__About this exercise__
Each line of the data needs to be transcribed exactly.
Top of Source material
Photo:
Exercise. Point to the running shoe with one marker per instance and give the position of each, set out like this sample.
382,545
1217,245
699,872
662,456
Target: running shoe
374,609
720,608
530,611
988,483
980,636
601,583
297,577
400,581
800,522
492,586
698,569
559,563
Bottom of Source material
__Answer box__
Photo:
Exercise. Point to the running shoe with one marker per instance and give the position of each, set out like this sample.
382,545
1217,245
699,872
662,456
Target: running shoe
374,609
720,608
530,611
988,483
980,636
601,583
297,577
400,581
800,522
492,586
698,569
559,563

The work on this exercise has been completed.